# Entries supplied
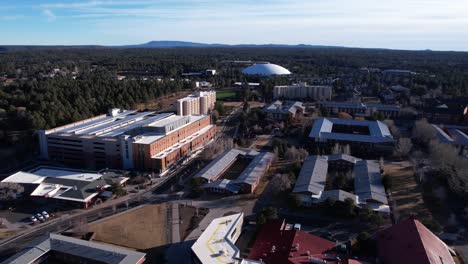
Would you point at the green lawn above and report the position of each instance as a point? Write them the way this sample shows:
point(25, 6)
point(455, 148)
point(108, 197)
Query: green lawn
point(220, 95)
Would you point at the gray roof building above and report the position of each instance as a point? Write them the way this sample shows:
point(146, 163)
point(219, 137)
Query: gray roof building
point(313, 176)
point(259, 164)
point(215, 168)
point(284, 108)
point(47, 247)
point(368, 182)
point(451, 134)
point(256, 168)
point(368, 186)
point(376, 131)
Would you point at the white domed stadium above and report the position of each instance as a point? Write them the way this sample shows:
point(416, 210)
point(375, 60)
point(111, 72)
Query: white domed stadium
point(265, 69)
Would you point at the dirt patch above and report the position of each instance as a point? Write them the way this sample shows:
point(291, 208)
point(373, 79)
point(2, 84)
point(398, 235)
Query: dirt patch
point(141, 229)
point(190, 218)
point(406, 193)
point(234, 171)
point(6, 233)
point(163, 102)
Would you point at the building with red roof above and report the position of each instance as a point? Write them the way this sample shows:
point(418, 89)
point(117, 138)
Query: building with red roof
point(280, 243)
point(411, 242)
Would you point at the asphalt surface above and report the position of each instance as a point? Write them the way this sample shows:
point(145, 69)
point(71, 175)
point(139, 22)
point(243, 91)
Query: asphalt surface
point(152, 195)
point(181, 173)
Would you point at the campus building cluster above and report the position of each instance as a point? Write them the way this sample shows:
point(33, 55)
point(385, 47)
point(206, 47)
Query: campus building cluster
point(246, 182)
point(199, 103)
point(76, 188)
point(361, 109)
point(362, 134)
point(127, 139)
point(217, 243)
point(302, 90)
point(311, 185)
point(56, 248)
point(279, 110)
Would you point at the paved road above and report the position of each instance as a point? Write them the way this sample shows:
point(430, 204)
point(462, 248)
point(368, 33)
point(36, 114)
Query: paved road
point(156, 194)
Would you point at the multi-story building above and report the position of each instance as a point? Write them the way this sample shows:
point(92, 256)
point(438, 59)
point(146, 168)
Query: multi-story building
point(363, 136)
point(361, 109)
point(217, 243)
point(66, 187)
point(127, 139)
point(311, 185)
point(249, 178)
point(284, 110)
point(55, 248)
point(302, 90)
point(200, 103)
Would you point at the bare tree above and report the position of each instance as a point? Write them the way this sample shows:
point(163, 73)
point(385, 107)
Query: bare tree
point(403, 147)
point(392, 127)
point(10, 191)
point(217, 148)
point(291, 153)
point(336, 149)
point(423, 132)
point(445, 157)
point(279, 183)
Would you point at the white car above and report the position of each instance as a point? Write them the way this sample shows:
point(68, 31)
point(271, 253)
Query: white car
point(45, 214)
point(40, 217)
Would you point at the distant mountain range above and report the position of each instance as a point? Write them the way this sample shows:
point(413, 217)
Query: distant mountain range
point(161, 44)
point(187, 44)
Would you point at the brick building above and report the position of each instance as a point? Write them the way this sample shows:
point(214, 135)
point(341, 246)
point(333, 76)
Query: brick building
point(200, 103)
point(127, 139)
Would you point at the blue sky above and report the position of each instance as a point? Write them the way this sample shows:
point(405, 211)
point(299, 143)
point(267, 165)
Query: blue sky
point(399, 24)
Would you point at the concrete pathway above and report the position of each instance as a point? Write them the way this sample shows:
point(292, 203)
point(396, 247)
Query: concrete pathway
point(175, 223)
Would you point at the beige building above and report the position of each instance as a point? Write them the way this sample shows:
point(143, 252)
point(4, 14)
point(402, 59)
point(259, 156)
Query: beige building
point(200, 103)
point(302, 90)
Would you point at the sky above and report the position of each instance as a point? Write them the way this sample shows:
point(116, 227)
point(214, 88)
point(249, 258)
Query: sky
point(396, 24)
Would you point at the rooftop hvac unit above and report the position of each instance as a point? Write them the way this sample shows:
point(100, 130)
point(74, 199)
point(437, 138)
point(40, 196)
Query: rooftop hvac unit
point(314, 260)
point(273, 249)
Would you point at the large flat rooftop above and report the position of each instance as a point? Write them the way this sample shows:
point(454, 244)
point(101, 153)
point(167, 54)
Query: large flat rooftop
point(217, 243)
point(39, 174)
point(450, 134)
point(111, 125)
point(93, 251)
point(351, 130)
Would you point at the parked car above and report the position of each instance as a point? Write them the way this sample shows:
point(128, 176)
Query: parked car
point(45, 214)
point(40, 217)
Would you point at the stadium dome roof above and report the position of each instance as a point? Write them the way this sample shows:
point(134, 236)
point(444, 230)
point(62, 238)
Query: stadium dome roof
point(265, 69)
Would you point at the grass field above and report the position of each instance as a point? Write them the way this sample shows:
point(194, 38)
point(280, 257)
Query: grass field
point(220, 95)
point(141, 229)
point(406, 192)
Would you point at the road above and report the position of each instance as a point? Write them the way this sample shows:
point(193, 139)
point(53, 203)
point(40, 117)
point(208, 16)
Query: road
point(156, 194)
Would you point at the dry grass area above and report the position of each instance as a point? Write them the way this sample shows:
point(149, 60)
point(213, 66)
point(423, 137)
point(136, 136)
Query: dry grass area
point(406, 192)
point(141, 229)
point(6, 233)
point(163, 102)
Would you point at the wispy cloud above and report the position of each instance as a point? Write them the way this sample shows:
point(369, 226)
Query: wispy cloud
point(49, 14)
point(365, 23)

# Required task
Put every line of the items above into a JSON list of strings, one string per line. Skip blank lines and leave out the pictures.

# Complete output
[
  "Would you point at the green lawn above and report the position of each instance as a point? Write them the way this sample shows:",
  "point(25, 6)",
  "point(455, 148)",
  "point(108, 197)",
  "Query: green lawn",
  "point(220, 95)",
  "Would you point at the gray roof building above and report the position of each instance as a point? Write them the way this sample shows:",
  "point(146, 163)",
  "point(219, 137)",
  "Query: gray roof building",
  "point(313, 176)",
  "point(259, 164)",
  "point(215, 168)",
  "point(284, 108)",
  "point(47, 247)",
  "point(368, 182)",
  "point(451, 134)",
  "point(256, 168)",
  "point(368, 186)",
  "point(376, 131)",
  "Would you point at the white domed stadium above and report the position of each instance as a point? Write them the way this sample shows:",
  "point(416, 210)",
  "point(375, 60)",
  "point(111, 72)",
  "Query: white domed stadium",
  "point(265, 69)",
  "Would you point at the dirt patch above and report the position of each instance as a point? Write them the way this sample shows:",
  "point(291, 208)",
  "point(373, 79)",
  "point(2, 84)",
  "point(398, 235)",
  "Query: dirt patch",
  "point(141, 229)",
  "point(190, 218)",
  "point(406, 193)",
  "point(234, 171)",
  "point(6, 233)",
  "point(163, 102)",
  "Would you point at the building with red roof above and report the position of each instance as a point? Write them the way this sample shows:",
  "point(418, 89)",
  "point(117, 138)",
  "Query: building with red roof",
  "point(280, 243)",
  "point(411, 242)",
  "Would you point at the asphalt surface above and report the position of each instance as a point? Write them the way this sample shows:",
  "point(145, 69)",
  "point(71, 175)",
  "point(139, 22)",
  "point(243, 91)",
  "Query: asphalt surface",
  "point(152, 195)",
  "point(181, 173)",
  "Would you point at the campus building cluster above and report the position of each instance as a point? Write them the way this sample shows:",
  "point(33, 55)",
  "point(385, 47)",
  "point(206, 47)",
  "Query: campus building cluster",
  "point(246, 182)",
  "point(199, 103)",
  "point(76, 188)",
  "point(361, 109)",
  "point(362, 134)",
  "point(127, 139)",
  "point(217, 243)",
  "point(302, 90)",
  "point(311, 185)",
  "point(56, 248)",
  "point(279, 110)",
  "Would you point at the paved road above and report the position of each instance as a point? Write them the way this sample shows:",
  "point(430, 204)",
  "point(462, 248)",
  "point(368, 33)",
  "point(36, 114)",
  "Query: paved road",
  "point(156, 194)",
  "Would you point at the multi-story building above and report the position of each instance as a point? Write them the way this sample shows:",
  "point(92, 256)",
  "point(438, 59)",
  "point(146, 168)",
  "Query: multi-story building",
  "point(363, 136)",
  "point(361, 109)",
  "point(217, 243)",
  "point(66, 187)",
  "point(127, 139)",
  "point(311, 185)",
  "point(249, 178)",
  "point(284, 110)",
  "point(55, 248)",
  "point(302, 90)",
  "point(200, 103)",
  "Would you point at the bare tree above and report the position of each instance as a point? Write them the way this sample shows:",
  "point(163, 73)",
  "point(385, 107)",
  "Query: bare tree",
  "point(403, 147)",
  "point(392, 127)",
  "point(10, 191)",
  "point(217, 148)",
  "point(291, 153)",
  "point(336, 149)",
  "point(423, 132)",
  "point(445, 157)",
  "point(279, 183)",
  "Would you point at the white car above and report the position of each instance as a point? Write them the way this sample shows:",
  "point(68, 31)",
  "point(271, 253)",
  "Query: white car",
  "point(45, 214)",
  "point(40, 217)",
  "Would you point at the distant mountain range above and report the position of each instance as a point? Write them the way this sample shows:",
  "point(413, 217)",
  "Query: distant mountain range",
  "point(161, 44)",
  "point(187, 44)",
  "Would you point at the brick building above and report the position of each instance as a point? Write them the way this sample shows:",
  "point(214, 135)",
  "point(341, 246)",
  "point(333, 76)",
  "Query: brick building",
  "point(200, 103)",
  "point(127, 139)",
  "Would you point at the blue sky above and report the position of each instance as a point? Write them the way this sample shows:",
  "point(405, 211)",
  "point(299, 143)",
  "point(267, 165)",
  "Query: blue sky",
  "point(399, 24)",
  "Would you point at the concrete pathway above and report the position of each instance as a point? Write them the way this sample shows:",
  "point(292, 203)",
  "point(396, 247)",
  "Query: concrete pathway",
  "point(175, 223)",
  "Would you point at the beige building above and report the position of each instance as a point? Write them the way this sample shows:",
  "point(143, 252)",
  "point(4, 14)",
  "point(402, 59)",
  "point(259, 156)",
  "Query: beige building",
  "point(200, 103)",
  "point(302, 90)",
  "Would you point at the sky above and report the position of each instance as a point? Write them the way this sample shows:",
  "point(116, 227)",
  "point(214, 88)",
  "point(249, 258)",
  "Query: sky",
  "point(396, 24)",
  "Would you point at the rooftop hvac unit above and report the position of each instance as a point? Write them the way this sample shows:",
  "point(100, 130)",
  "point(74, 199)",
  "point(437, 138)",
  "point(40, 196)",
  "Query: rooftop hvac unit",
  "point(314, 260)",
  "point(273, 249)",
  "Would you point at the large flat rooftop above and report the position of each instance as a point? Write them the way this sample shows:",
  "point(454, 244)",
  "point(101, 153)",
  "point(167, 54)",
  "Query: large flat rooftop",
  "point(217, 243)",
  "point(39, 174)",
  "point(450, 134)",
  "point(111, 125)",
  "point(93, 251)",
  "point(351, 130)",
  "Would you point at the parked car above and report the position of each instance as a point? Write them the way this sample shows:",
  "point(128, 176)",
  "Query: parked car",
  "point(45, 214)",
  "point(40, 217)",
  "Would you point at the stadium dome roof above and report the position of each instance as a point? Write them the way this sample shows:",
  "point(134, 236)",
  "point(444, 230)",
  "point(62, 238)",
  "Query: stadium dome roof",
  "point(265, 69)",
  "Would you point at the grass field above and report the position of each instance as a point? Write them the way this sample shows:",
  "point(194, 38)",
  "point(280, 257)",
  "Query: grass field",
  "point(220, 95)",
  "point(141, 229)",
  "point(406, 192)",
  "Would you point at the road above and report the position of each instance as a point? Write them the way this sample shows:",
  "point(193, 139)",
  "point(53, 203)",
  "point(40, 117)",
  "point(208, 16)",
  "Query: road",
  "point(156, 194)",
  "Would you point at the dry grass area above and report the position of each instance as a point? Write them the way this sample shows:",
  "point(149, 60)",
  "point(213, 66)",
  "point(423, 137)",
  "point(136, 136)",
  "Query: dry grass area",
  "point(406, 192)",
  "point(141, 229)",
  "point(6, 233)",
  "point(163, 102)",
  "Would you point at the wispy cloud above and report the position of each instance as a point? Write them the way this sample shows:",
  "point(369, 226)",
  "Query: wispy cloud",
  "point(49, 14)",
  "point(365, 23)"
]